Aufgabenstellung: In welchem Hammer Stadtteil wurde laut dem Seitenauszug die Dienststelle der Polizei durchsucht?

Seitenauszug:
---------------
Auf Basis einer Pressemitteilung der Antifa Hamm
Am 14. Februar fanden im Auftrag des Generalbundesanwalts an 13 Orten in Baden-Württemberg, Bayern, Niedersachsen, Nordrhein-Westfalen, Rheinland-Pfalz und Sachsen-Anhalt Razzien wegen Gründung einer rechtsterroristischen Vereinigung (§129a StGB) statt. In Hamm wurde nicht nur eine Wohnung, sondern auch die Dienststelle der Polizei im Stadtteil Bockum-Hövel durchsucht. Denn bei dem Beschuldigten Thorsten Wollschläger (50 J.), dem die Unterstützung der terroristischen Vereinigung vorgeworfen wird, handelt es sich um einen Mitarbeiter der Polizei Hamm. Er soll der Gruppe Geld zur Beschaffung von Waffen und Munition zugesagt haben.
Die Mitglieder der von der Polizei nach ihrem Anführer Werner Somogyi benannten „Gruppe S.“ sollen geplant haben, durch „Anschläge auf Politiker, Asylsuchende und Personen muslimischen Glaubens bürgerkriegsähnliche Zustände“ herbeizuführen. Da die Polizei bei den Razzien belastendes Material fand, wurden gegen zwölf Neonazis Haftbefehle erlassen. Auch Thorsten Wollschläger sitzt seitdem in Untersuchungshaft.
Versäumnisse der Polizei Hamm
Nach den Enthüllungen zum „Hannibal“-Netzwerk und dem „hessischen Polizeiskandal“ wird erneut ein Polizeibediensteter mit extrem rechten Gewaltplänen in Verbindung gebracht. Und wieder werden Fragen zum Umgang der Polizei mit ihrem Mitarbeiter laut. Die Polizei Hamm räumte am Freitag zahlreiche Versäumnisse im Umgang mit dem Beschuldigten Wollschläger ein.
---------------
Inhalt der Auflistung:
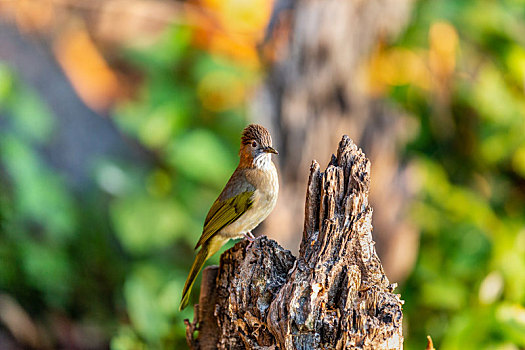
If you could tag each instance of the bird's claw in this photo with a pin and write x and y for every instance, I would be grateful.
(250, 238)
---------------
Erwartete Antwort: Bockum-Hövel